▶ **Short task**
Print the listing below exactly.

▶ **Task inputs**
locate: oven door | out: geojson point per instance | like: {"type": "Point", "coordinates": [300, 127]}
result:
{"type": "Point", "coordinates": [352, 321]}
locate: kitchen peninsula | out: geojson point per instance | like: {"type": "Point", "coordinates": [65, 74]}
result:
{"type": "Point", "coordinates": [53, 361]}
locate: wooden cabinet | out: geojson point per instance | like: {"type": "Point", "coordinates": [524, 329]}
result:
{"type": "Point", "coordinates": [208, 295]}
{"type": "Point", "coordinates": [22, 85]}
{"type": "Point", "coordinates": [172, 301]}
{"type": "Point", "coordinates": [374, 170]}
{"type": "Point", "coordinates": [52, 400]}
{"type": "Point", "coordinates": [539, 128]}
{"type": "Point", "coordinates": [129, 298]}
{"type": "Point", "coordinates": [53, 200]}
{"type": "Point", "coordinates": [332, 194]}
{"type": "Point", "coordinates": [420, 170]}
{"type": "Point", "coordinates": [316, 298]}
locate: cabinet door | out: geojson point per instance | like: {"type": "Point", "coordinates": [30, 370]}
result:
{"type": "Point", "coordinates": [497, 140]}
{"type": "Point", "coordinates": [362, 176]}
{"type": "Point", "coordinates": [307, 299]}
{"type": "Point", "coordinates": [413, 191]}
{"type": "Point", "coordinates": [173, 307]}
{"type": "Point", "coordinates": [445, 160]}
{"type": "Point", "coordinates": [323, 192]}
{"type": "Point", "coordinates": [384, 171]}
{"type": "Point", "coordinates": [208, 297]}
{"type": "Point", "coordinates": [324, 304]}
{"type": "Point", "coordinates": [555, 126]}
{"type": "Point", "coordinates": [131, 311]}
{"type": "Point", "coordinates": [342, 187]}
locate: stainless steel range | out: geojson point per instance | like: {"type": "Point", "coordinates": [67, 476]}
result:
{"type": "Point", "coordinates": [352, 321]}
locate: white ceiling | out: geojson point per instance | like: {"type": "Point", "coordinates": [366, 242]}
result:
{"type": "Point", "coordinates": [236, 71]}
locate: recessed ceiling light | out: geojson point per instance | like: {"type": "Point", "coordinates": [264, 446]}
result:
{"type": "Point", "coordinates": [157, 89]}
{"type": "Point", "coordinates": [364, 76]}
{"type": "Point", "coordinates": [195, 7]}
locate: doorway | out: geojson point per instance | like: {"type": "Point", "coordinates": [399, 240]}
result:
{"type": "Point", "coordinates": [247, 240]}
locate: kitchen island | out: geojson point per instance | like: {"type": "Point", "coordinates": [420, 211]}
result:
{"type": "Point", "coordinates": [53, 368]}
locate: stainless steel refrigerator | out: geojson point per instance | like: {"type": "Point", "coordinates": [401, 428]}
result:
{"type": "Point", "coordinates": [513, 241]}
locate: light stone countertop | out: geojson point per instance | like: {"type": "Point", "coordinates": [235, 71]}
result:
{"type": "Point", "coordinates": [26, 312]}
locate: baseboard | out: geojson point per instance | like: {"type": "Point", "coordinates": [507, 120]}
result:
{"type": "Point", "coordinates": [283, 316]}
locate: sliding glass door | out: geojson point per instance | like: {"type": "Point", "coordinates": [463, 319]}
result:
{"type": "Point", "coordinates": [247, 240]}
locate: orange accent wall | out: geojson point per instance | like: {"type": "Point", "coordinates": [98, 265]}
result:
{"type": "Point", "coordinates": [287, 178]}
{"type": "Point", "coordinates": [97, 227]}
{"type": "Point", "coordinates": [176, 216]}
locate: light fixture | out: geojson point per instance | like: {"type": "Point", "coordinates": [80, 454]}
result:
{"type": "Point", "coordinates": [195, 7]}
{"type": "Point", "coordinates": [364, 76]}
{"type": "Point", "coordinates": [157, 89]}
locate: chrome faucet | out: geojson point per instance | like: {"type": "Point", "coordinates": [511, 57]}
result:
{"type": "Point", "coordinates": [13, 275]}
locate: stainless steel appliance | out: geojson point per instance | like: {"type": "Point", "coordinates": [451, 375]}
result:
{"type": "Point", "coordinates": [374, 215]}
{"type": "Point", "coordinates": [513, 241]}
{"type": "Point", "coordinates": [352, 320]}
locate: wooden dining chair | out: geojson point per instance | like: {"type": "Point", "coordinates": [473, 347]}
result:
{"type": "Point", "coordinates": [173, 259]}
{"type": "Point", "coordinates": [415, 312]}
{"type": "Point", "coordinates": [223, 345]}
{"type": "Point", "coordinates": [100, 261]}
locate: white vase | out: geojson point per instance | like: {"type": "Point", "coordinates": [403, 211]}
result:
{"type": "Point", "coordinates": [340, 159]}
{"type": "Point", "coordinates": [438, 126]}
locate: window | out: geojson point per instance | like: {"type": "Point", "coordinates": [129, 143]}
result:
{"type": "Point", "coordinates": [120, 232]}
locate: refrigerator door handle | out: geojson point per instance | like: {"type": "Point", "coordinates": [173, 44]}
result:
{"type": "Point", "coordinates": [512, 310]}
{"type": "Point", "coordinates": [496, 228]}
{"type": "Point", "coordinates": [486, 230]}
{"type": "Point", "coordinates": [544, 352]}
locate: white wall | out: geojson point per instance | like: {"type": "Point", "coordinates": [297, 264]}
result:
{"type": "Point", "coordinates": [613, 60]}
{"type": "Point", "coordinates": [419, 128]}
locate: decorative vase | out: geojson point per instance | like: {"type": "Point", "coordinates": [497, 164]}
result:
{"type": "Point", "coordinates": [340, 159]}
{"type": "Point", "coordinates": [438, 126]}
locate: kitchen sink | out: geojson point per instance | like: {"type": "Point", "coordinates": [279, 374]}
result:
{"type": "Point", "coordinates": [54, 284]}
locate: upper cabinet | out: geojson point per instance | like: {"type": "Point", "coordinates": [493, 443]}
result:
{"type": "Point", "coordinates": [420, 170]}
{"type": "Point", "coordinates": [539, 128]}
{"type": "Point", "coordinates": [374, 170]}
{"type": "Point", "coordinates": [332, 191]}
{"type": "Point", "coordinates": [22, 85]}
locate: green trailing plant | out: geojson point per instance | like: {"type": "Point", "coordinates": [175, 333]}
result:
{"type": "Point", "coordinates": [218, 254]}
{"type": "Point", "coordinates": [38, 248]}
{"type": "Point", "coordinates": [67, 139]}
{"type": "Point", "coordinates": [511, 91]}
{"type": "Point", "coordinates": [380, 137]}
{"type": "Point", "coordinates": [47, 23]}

▶ **Response**
locate: oven door | out: geojson point per instance | like: {"type": "Point", "coordinates": [300, 127]}
result:
{"type": "Point", "coordinates": [352, 321]}
locate: kitchen peninsula | out: geojson point per instance | like: {"type": "Point", "coordinates": [65, 74]}
result:
{"type": "Point", "coordinates": [53, 361]}
locate: wooden cabinet | out: geojson point per instance | like: {"type": "Point", "coordinates": [524, 329]}
result:
{"type": "Point", "coordinates": [208, 295]}
{"type": "Point", "coordinates": [22, 85]}
{"type": "Point", "coordinates": [172, 301]}
{"type": "Point", "coordinates": [374, 170]}
{"type": "Point", "coordinates": [52, 400]}
{"type": "Point", "coordinates": [539, 128]}
{"type": "Point", "coordinates": [129, 298]}
{"type": "Point", "coordinates": [53, 200]}
{"type": "Point", "coordinates": [332, 194]}
{"type": "Point", "coordinates": [420, 170]}
{"type": "Point", "coordinates": [316, 298]}
locate: cabinet door | out: geojson point per instance | like: {"type": "Point", "coordinates": [30, 370]}
result:
{"type": "Point", "coordinates": [497, 140]}
{"type": "Point", "coordinates": [362, 176]}
{"type": "Point", "coordinates": [307, 299]}
{"type": "Point", "coordinates": [413, 191]}
{"type": "Point", "coordinates": [173, 307]}
{"type": "Point", "coordinates": [445, 160]}
{"type": "Point", "coordinates": [323, 192]}
{"type": "Point", "coordinates": [384, 171]}
{"type": "Point", "coordinates": [208, 297]}
{"type": "Point", "coordinates": [324, 304]}
{"type": "Point", "coordinates": [555, 126]}
{"type": "Point", "coordinates": [131, 311]}
{"type": "Point", "coordinates": [342, 187]}
locate: stainless steel range | out: geojson point per instance | like: {"type": "Point", "coordinates": [67, 476]}
result:
{"type": "Point", "coordinates": [352, 321]}
locate: white ceiling | out: geojson point per instance | like: {"type": "Point", "coordinates": [366, 242]}
result:
{"type": "Point", "coordinates": [236, 71]}
locate: recessed ceiling light | out: geojson point per instance | like: {"type": "Point", "coordinates": [264, 446]}
result:
{"type": "Point", "coordinates": [157, 89]}
{"type": "Point", "coordinates": [364, 76]}
{"type": "Point", "coordinates": [195, 7]}
locate: doorway | out: geojson point per instance | like: {"type": "Point", "coordinates": [399, 240]}
result:
{"type": "Point", "coordinates": [247, 240]}
locate: kitchen island | out: geojson point per instance | like: {"type": "Point", "coordinates": [420, 211]}
result:
{"type": "Point", "coordinates": [53, 368]}
locate: stainless steel refrigerator | out: geojson point per instance | like: {"type": "Point", "coordinates": [401, 428]}
result:
{"type": "Point", "coordinates": [513, 241]}
locate: light stone countertop | out: geojson point per instance | like: {"type": "Point", "coordinates": [235, 71]}
result:
{"type": "Point", "coordinates": [26, 312]}
locate: baseboard | out: geojson point per instance | like: {"type": "Point", "coordinates": [507, 120]}
result:
{"type": "Point", "coordinates": [283, 316]}
locate: sliding glass door | out: geojson point per instance | like: {"type": "Point", "coordinates": [463, 319]}
result:
{"type": "Point", "coordinates": [247, 240]}
locate: orange accent wall | out: geojson point per instance | like: {"type": "Point", "coordinates": [98, 265]}
result:
{"type": "Point", "coordinates": [287, 178]}
{"type": "Point", "coordinates": [97, 227]}
{"type": "Point", "coordinates": [176, 216]}
locate: light fixture | out: geojson point per instance | like: {"type": "Point", "coordinates": [80, 454]}
result:
{"type": "Point", "coordinates": [195, 7]}
{"type": "Point", "coordinates": [364, 76]}
{"type": "Point", "coordinates": [157, 89]}
locate: chrome faucet | out: geojson point per instance | like: {"type": "Point", "coordinates": [511, 57]}
result:
{"type": "Point", "coordinates": [13, 275]}
locate: stainless steel appliance | out: geojson point per instance | like: {"type": "Point", "coordinates": [451, 375]}
result:
{"type": "Point", "coordinates": [374, 215]}
{"type": "Point", "coordinates": [513, 241]}
{"type": "Point", "coordinates": [352, 320]}
locate: wooden dining chair | out: geojson point per instance | like: {"type": "Point", "coordinates": [473, 347]}
result:
{"type": "Point", "coordinates": [173, 259]}
{"type": "Point", "coordinates": [415, 312]}
{"type": "Point", "coordinates": [223, 345]}
{"type": "Point", "coordinates": [100, 261]}
locate: white vase | out: geojson point per instance | like: {"type": "Point", "coordinates": [403, 211]}
result:
{"type": "Point", "coordinates": [340, 159]}
{"type": "Point", "coordinates": [438, 126]}
locate: window | out: geojson point per instance | like: {"type": "Point", "coordinates": [129, 143]}
result:
{"type": "Point", "coordinates": [120, 232]}
locate: refrigerator door handle | out: geojson point per instance | like: {"type": "Point", "coordinates": [173, 44]}
result:
{"type": "Point", "coordinates": [512, 310]}
{"type": "Point", "coordinates": [496, 228]}
{"type": "Point", "coordinates": [486, 230]}
{"type": "Point", "coordinates": [544, 352]}
locate: white wall | out: geojson point per instance | like: {"type": "Point", "coordinates": [297, 264]}
result:
{"type": "Point", "coordinates": [613, 60]}
{"type": "Point", "coordinates": [419, 128]}
locate: decorative vase | out: geojson point per instance | like: {"type": "Point", "coordinates": [497, 164]}
result:
{"type": "Point", "coordinates": [340, 159]}
{"type": "Point", "coordinates": [438, 126]}
locate: kitchen sink | out: geojson point per instance | like: {"type": "Point", "coordinates": [279, 374]}
result:
{"type": "Point", "coordinates": [54, 284]}
locate: upper cabinet | out: geojson point per instance | like: {"type": "Point", "coordinates": [493, 443]}
result:
{"type": "Point", "coordinates": [420, 170]}
{"type": "Point", "coordinates": [539, 128]}
{"type": "Point", "coordinates": [374, 170]}
{"type": "Point", "coordinates": [332, 191]}
{"type": "Point", "coordinates": [22, 85]}
locate: green trailing plant | out: geojson point per instance | like: {"type": "Point", "coordinates": [175, 333]}
result:
{"type": "Point", "coordinates": [218, 254]}
{"type": "Point", "coordinates": [38, 248]}
{"type": "Point", "coordinates": [67, 139]}
{"type": "Point", "coordinates": [511, 91]}
{"type": "Point", "coordinates": [380, 137]}
{"type": "Point", "coordinates": [47, 23]}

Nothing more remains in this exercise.